GIVEN EXERCISE A:
Using the wildflower text below, decide whether each statement agrees with it: (i) the Easter daisy's scientific name is Townsendia exscapa; (ii) the Shoshone River Canyon is an hour from town; (iii) desert paintbrush has sulfur-yellow flowers. Answer yes or no for each and quote the words of the text that decide it.
GIVEN EXERCISE B:
From the wildflower text below, output the passage starting at "Wildflowers: Hope for" and ending at "lovely spiny phlox.".

TEXT SECTION:
*****
Wildflowers: Hope for Hard Times


My word for this year is gratitude, chosen to remind myself to notice and appreciate the good in the world even in–especially in–the tough times. For me, one of the best ways to prompt myself to be grateful for this life and my place in it is to get outside, preferably out of town into wilder landscapes nearby. 


Which is why after several weeks of difficult news personally and in the larger world, I went for a run yesterday afternoon instead of writing this blog post.


It worked: I started to smile when I spotted the first Easter daisies (the common name honors the season when this ground-hugging member of the Composite family blooms) flowering on the sagebrush-dotted bench between town and the Shoshone River, along with two kinds of desert-parsley, and abundant cushions of the unbeautifully named but quite lovely spiny phlox. 



Easter daisy, Townsendia exscapa, is in the photo at the top of the post; below is spiny phlox, Phlox hoodii. Notice the native bee pollinating the starry white phlox flowers on the left side of the photo.


This afternoon, a new friend and neighbor, Jane, took me on a hike up in the Shoshone River Canyon, ten minutes from town, where she had seen even more wildflowers than I saw on my Easter-afternoon run. I don’t normally play hooky on a work-day, but my intuition said loudly, “Just go!” 


And what a wonderful ramble it was: We began near the Shoshone River, rushing cold and cloudy with spring runoff, and climbed up through layers of rounded glacial cobbles, soft tan shales, cliff-forming ivory and gray limestone, and then followed a draw up through more shale layers toward a distant cliffs of limestone stained pinkish-red by iron leaching from the rocks. 


The wind sweeping down the canyon was chill, the sun warm, the sky blue with fingers of cloud appearing frm the west. I could feel my spirits rise just being outside.  


 


We saw wildflowers right away, clinging to the steep walls of in the canyon, including the blue-purple Penstemon nitidus (waxleaf penstemon) in the photo above. 


As we turned up the draw and away from the road, the real show began. Two kinds of desert parsley hugged the ground, one sulfur yellow (leafy wild parsley, Musineon divaricatum in the photo below), the other creamy with purple accents (salt and pepper, or Lomatium dissectum).  



And then Jane spotted the first stunning carmine flowers of desert paintbrush (Castilleja angustifolia var. dubia). First just one stalk, and then clumps of stalks, and soon we saw neon-bright paintbrush stems everywhere in the grassland around us, including growing right through the wind-sheered form of a Wyoming big sagebrush in the photo below.
*****
Region segmentation data:
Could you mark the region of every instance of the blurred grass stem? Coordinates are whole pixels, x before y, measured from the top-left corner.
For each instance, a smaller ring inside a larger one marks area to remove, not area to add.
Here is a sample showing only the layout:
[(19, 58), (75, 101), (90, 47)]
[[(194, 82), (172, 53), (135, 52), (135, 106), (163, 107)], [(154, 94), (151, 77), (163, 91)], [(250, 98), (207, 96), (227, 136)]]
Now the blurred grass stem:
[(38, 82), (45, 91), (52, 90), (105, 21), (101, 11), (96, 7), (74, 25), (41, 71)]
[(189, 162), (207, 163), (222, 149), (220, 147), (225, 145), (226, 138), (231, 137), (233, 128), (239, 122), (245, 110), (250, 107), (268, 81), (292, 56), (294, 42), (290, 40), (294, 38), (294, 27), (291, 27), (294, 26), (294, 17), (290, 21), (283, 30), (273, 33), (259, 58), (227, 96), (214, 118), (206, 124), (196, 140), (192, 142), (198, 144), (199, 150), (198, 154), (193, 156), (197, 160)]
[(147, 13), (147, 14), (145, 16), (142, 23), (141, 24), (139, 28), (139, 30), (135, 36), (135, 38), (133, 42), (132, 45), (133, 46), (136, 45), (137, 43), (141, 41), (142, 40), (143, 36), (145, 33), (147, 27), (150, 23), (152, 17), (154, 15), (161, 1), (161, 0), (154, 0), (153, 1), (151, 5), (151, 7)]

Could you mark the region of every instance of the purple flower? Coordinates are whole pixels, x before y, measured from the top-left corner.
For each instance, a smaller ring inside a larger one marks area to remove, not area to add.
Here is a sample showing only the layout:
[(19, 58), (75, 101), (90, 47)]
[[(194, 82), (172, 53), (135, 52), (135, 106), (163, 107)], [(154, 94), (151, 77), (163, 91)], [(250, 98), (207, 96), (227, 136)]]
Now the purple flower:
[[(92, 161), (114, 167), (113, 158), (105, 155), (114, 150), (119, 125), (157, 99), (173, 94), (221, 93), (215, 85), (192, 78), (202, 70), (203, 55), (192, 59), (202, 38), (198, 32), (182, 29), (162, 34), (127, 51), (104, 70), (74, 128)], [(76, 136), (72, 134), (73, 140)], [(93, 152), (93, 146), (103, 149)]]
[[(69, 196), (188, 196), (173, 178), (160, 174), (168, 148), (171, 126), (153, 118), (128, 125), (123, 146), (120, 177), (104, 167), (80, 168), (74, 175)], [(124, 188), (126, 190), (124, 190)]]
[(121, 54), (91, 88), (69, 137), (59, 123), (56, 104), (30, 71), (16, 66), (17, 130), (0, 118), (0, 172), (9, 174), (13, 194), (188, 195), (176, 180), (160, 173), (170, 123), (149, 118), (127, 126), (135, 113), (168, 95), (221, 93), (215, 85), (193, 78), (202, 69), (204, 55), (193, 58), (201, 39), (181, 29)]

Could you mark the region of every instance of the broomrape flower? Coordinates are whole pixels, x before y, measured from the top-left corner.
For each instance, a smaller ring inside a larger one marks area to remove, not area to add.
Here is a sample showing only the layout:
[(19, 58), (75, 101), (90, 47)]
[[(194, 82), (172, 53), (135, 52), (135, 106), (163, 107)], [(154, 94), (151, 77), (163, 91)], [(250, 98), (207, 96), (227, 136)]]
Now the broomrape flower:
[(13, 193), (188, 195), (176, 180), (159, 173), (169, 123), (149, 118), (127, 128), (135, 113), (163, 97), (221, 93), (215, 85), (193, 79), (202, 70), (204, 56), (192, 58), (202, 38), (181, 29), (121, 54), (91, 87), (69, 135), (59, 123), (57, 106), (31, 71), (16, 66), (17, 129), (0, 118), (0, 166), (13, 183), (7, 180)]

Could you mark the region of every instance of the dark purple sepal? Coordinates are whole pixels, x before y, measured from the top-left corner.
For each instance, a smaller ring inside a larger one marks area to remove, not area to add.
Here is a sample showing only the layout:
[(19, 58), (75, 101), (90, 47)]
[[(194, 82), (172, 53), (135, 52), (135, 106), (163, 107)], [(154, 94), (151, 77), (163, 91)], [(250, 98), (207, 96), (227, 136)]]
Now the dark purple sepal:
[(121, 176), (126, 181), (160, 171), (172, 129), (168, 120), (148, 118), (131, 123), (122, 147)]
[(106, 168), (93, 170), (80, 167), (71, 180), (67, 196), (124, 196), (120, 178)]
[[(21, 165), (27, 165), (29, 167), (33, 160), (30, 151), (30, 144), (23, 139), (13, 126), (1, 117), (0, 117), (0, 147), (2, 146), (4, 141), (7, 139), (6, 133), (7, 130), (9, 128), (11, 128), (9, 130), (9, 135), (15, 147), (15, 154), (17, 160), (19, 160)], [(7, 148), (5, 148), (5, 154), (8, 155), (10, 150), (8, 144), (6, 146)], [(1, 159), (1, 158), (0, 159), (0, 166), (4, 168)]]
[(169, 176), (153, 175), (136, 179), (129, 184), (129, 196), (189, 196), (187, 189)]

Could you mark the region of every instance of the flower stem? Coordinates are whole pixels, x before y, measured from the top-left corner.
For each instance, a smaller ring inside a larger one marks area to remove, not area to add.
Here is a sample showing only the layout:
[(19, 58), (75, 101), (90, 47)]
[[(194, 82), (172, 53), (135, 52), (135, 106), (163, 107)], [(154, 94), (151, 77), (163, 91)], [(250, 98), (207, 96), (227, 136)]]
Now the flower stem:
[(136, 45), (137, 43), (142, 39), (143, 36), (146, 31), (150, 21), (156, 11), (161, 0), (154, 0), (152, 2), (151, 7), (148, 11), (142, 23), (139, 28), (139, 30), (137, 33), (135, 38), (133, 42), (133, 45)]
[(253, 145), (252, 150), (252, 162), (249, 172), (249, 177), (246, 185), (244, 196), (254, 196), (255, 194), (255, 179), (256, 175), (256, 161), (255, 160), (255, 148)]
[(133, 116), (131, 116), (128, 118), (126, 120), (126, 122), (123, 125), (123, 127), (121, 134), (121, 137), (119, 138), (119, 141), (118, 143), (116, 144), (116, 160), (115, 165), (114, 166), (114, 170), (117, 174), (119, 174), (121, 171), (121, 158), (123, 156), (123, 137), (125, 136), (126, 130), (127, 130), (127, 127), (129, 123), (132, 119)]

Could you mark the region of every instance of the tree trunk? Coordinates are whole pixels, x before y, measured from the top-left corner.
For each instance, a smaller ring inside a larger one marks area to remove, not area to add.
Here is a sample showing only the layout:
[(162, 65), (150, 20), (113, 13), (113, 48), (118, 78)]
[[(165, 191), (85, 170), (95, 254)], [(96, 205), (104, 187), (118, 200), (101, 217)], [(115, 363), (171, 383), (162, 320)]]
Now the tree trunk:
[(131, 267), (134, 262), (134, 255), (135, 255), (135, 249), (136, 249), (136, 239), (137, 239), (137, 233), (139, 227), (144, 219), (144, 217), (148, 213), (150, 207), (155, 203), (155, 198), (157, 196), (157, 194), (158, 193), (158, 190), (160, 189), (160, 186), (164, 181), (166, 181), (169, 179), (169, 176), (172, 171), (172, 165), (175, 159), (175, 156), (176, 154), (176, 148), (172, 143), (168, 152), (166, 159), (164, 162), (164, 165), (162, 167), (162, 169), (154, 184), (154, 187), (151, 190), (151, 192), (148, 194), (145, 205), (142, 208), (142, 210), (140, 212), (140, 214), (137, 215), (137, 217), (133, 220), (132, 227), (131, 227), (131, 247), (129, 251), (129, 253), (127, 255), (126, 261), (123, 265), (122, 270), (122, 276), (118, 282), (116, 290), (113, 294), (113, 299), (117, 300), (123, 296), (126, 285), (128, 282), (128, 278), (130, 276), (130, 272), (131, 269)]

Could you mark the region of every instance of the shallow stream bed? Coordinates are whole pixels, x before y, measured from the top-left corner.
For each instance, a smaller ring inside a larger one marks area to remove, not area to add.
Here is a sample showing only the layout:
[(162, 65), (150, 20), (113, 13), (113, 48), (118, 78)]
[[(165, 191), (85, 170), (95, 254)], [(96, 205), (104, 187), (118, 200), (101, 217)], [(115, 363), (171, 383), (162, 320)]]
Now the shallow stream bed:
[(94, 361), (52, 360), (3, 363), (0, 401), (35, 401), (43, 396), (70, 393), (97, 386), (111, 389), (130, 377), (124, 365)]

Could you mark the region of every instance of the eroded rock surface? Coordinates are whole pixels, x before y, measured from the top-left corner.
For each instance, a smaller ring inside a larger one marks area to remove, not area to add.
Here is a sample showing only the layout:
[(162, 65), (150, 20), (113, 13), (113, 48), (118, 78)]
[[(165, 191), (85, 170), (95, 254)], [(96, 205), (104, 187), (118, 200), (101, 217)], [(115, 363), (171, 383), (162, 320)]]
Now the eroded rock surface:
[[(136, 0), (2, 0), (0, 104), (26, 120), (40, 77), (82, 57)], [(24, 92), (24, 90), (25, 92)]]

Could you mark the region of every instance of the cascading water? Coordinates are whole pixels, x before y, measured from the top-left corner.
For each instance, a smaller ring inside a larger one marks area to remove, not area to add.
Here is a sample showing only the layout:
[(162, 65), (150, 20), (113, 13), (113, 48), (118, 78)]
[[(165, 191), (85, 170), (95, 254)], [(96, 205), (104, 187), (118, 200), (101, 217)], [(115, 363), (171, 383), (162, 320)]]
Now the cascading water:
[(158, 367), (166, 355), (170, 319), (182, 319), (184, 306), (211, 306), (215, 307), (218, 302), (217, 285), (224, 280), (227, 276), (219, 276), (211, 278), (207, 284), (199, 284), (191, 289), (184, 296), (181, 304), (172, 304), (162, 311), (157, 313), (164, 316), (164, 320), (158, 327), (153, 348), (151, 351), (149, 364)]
*****
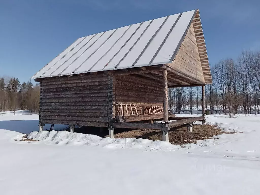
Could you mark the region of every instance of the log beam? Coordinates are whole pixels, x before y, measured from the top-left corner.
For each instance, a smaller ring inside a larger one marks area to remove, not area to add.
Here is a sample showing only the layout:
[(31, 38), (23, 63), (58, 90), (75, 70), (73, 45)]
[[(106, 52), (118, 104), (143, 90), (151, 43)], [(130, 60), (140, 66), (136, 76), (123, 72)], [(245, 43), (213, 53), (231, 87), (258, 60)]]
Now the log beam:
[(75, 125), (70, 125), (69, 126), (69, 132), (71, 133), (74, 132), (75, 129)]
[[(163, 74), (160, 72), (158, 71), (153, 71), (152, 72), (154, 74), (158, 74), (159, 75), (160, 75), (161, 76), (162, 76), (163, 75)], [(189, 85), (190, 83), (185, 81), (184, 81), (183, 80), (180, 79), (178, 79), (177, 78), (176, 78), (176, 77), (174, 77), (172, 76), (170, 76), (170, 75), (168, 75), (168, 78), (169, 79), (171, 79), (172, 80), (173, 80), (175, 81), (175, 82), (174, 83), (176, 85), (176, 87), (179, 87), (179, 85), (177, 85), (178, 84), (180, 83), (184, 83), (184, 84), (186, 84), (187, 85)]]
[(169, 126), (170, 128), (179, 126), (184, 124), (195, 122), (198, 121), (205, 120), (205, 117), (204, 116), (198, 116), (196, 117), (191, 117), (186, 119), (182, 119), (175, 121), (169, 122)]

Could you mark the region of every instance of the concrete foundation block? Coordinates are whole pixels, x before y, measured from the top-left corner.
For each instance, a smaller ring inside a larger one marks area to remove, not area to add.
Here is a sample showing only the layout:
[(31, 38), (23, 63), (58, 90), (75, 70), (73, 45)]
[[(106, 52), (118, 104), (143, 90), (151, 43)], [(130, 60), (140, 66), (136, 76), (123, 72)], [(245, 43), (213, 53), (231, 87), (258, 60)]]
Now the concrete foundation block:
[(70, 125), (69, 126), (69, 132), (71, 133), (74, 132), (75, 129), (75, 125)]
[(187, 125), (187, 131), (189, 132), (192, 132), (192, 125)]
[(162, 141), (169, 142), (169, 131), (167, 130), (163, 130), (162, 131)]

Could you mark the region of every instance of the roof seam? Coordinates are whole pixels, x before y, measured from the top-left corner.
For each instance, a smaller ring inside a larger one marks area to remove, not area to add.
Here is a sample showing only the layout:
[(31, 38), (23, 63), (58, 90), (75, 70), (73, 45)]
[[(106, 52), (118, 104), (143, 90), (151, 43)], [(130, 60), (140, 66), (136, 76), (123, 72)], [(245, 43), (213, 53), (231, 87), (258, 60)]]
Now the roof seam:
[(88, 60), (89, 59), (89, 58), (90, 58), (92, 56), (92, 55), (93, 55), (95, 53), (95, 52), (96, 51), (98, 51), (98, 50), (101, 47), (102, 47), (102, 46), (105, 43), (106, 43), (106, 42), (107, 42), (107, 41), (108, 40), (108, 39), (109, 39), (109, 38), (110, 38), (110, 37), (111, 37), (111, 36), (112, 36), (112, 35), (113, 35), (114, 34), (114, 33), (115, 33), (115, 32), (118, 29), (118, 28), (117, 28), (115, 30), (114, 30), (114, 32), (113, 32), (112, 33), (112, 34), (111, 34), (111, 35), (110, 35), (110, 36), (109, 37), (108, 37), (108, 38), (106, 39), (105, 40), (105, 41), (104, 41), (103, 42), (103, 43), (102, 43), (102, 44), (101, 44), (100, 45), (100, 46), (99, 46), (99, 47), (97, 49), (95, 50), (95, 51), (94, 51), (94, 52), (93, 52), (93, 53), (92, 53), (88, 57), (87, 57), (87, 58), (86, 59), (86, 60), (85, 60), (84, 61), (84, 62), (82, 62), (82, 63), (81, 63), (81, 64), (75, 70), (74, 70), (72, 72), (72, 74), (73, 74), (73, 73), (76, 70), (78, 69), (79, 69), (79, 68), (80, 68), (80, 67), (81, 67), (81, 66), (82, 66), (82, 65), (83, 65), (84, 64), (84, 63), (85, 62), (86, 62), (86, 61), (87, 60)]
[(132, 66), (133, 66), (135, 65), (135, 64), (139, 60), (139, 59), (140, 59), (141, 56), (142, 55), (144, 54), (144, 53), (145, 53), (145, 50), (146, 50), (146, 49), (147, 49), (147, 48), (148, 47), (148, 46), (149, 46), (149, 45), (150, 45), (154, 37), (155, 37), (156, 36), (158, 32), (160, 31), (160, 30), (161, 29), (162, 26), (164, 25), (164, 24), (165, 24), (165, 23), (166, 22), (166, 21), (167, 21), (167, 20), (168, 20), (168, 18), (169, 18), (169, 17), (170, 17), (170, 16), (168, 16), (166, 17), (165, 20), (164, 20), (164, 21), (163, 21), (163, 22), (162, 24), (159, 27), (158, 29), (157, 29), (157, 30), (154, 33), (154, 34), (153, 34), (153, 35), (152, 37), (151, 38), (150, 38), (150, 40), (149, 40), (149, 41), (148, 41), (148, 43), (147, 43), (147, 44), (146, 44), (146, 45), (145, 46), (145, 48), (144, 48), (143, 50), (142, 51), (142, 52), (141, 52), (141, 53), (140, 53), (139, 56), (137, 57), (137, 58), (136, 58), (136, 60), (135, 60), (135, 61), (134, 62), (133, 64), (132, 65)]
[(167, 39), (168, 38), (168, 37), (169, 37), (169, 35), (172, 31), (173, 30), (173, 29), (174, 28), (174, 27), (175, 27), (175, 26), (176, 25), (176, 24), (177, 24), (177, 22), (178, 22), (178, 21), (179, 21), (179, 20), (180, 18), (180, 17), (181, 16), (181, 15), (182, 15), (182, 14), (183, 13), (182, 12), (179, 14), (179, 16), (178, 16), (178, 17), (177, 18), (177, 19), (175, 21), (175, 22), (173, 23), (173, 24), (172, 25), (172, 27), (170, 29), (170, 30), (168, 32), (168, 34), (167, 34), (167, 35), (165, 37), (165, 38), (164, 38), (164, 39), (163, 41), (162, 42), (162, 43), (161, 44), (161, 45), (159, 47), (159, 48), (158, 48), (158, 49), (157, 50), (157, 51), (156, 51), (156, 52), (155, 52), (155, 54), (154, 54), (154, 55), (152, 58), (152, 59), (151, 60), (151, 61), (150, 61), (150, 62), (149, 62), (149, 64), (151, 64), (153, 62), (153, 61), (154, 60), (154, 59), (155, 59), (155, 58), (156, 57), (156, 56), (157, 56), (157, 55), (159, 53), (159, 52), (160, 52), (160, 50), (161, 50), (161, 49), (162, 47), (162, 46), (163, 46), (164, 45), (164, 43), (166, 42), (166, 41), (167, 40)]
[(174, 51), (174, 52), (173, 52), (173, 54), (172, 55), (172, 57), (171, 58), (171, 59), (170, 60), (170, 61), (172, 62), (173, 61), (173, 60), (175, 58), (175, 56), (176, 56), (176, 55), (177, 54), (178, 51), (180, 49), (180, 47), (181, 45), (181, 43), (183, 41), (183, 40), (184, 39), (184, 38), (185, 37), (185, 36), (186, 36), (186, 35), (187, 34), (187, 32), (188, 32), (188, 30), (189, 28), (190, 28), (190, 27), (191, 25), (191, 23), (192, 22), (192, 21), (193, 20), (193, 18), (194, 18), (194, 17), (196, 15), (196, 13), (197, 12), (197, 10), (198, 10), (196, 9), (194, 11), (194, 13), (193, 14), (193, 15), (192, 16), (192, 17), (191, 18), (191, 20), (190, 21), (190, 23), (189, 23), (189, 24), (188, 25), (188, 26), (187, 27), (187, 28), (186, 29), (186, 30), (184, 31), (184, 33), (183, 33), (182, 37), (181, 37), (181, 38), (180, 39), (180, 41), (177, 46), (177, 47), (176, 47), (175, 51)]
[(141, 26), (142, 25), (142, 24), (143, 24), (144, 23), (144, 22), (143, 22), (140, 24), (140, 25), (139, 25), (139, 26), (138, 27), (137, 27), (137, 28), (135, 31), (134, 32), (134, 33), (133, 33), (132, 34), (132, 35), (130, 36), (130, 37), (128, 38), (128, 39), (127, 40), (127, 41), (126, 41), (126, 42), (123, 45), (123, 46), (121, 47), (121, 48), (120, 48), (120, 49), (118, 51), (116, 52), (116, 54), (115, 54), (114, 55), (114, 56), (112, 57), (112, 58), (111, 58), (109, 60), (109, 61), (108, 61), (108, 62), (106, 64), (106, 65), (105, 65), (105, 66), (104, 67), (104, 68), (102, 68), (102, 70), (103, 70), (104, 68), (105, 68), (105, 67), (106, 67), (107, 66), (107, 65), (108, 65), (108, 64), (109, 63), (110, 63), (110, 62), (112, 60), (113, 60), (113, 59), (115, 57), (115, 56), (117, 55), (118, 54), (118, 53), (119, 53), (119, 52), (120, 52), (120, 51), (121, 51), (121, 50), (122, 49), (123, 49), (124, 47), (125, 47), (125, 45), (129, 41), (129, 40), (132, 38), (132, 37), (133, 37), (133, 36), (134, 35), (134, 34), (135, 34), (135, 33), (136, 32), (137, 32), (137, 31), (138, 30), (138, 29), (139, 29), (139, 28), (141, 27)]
*****
COMPLETE RESPONSE A:
(i) Yes: "Easter daisy, Townsendia exscapa, is in the photo at the top of the post"
(ii) No: "in the Shoshone River Canyon, ten minutes from town"
(iii) No: "the first stunning carmine flowers of desert paintbrush (Castilleja angustifolia var. dubia)"

COMPLETE RESPONSE B:
Wildflowers: Hope for Hard Times


My word for this year is gratitude, chosen to remind myself to notice and appreciate the good in the world even in–especially in–the tough times. For me, one of the best ways to prompt myself to be grateful for this life and my place in it is to get outside, preferably out of town into wilder landscapes nearby. 


Which is why after several weeks of difficult news personally and in the larger world, I went for a run yesterday afternoon instead of writing this blog post.


It worked: I started to smile when I spotted the first Easter daisies (the common name honors the season when this ground-hugging member of the Composite family blooms) flowering on the sagebrush-dotted bench between town and the Shoshone River, along with two kinds of desert-parsley, and abundant cushions of the unbeautifully named but quite lovely spiny phlox.